[Task details]
Could you echo the material line for line, from its very start through the line containing "165 74 L 168", both ends included, while leaving the pictures out of your answer?

========================

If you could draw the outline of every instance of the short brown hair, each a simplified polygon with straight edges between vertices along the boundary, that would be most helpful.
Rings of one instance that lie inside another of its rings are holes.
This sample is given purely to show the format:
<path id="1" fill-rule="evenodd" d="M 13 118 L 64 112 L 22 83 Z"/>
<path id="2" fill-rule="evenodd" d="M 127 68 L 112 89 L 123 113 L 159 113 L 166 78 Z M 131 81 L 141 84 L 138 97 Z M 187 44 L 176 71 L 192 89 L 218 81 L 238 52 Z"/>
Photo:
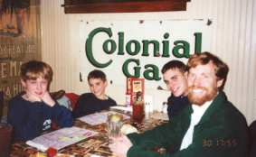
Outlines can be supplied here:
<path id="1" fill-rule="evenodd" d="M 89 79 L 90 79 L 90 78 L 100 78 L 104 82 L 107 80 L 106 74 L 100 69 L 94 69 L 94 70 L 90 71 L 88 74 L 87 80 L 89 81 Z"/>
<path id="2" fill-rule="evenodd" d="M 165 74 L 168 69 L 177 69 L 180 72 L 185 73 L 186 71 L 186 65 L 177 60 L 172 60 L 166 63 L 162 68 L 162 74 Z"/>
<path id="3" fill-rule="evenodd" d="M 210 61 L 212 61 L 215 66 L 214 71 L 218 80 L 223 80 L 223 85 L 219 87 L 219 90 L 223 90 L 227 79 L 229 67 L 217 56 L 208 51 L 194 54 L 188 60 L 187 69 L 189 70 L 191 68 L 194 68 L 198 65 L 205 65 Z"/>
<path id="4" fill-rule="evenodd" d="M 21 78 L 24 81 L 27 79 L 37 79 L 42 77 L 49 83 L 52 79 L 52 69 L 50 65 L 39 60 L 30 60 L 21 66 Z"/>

========================

[Result below]
If you could draw the outline of every instance of the short brown hair, each a simplified polygon with straight edges between vertices along the boundary, that would be most helpful.
Rings of one instance that lie inside another of its rings are holes.
This sample is given purely to show the format:
<path id="1" fill-rule="evenodd" d="M 13 118 L 64 112 L 22 83 Z"/>
<path id="2" fill-rule="evenodd" d="M 127 68 L 112 89 L 123 113 L 159 113 L 166 78 Z M 131 81 L 141 84 L 138 97 Z M 187 44 L 176 71 L 192 89 L 218 81 L 238 52 Z"/>
Photo:
Outlines can be supplied here:
<path id="1" fill-rule="evenodd" d="M 89 79 L 90 79 L 90 78 L 100 78 L 104 82 L 107 80 L 106 74 L 100 69 L 94 69 L 94 70 L 90 71 L 88 74 L 87 80 L 89 81 Z"/>
<path id="2" fill-rule="evenodd" d="M 165 74 L 168 69 L 177 69 L 180 72 L 185 73 L 186 71 L 186 65 L 177 60 L 172 60 L 166 63 L 162 68 L 162 74 Z"/>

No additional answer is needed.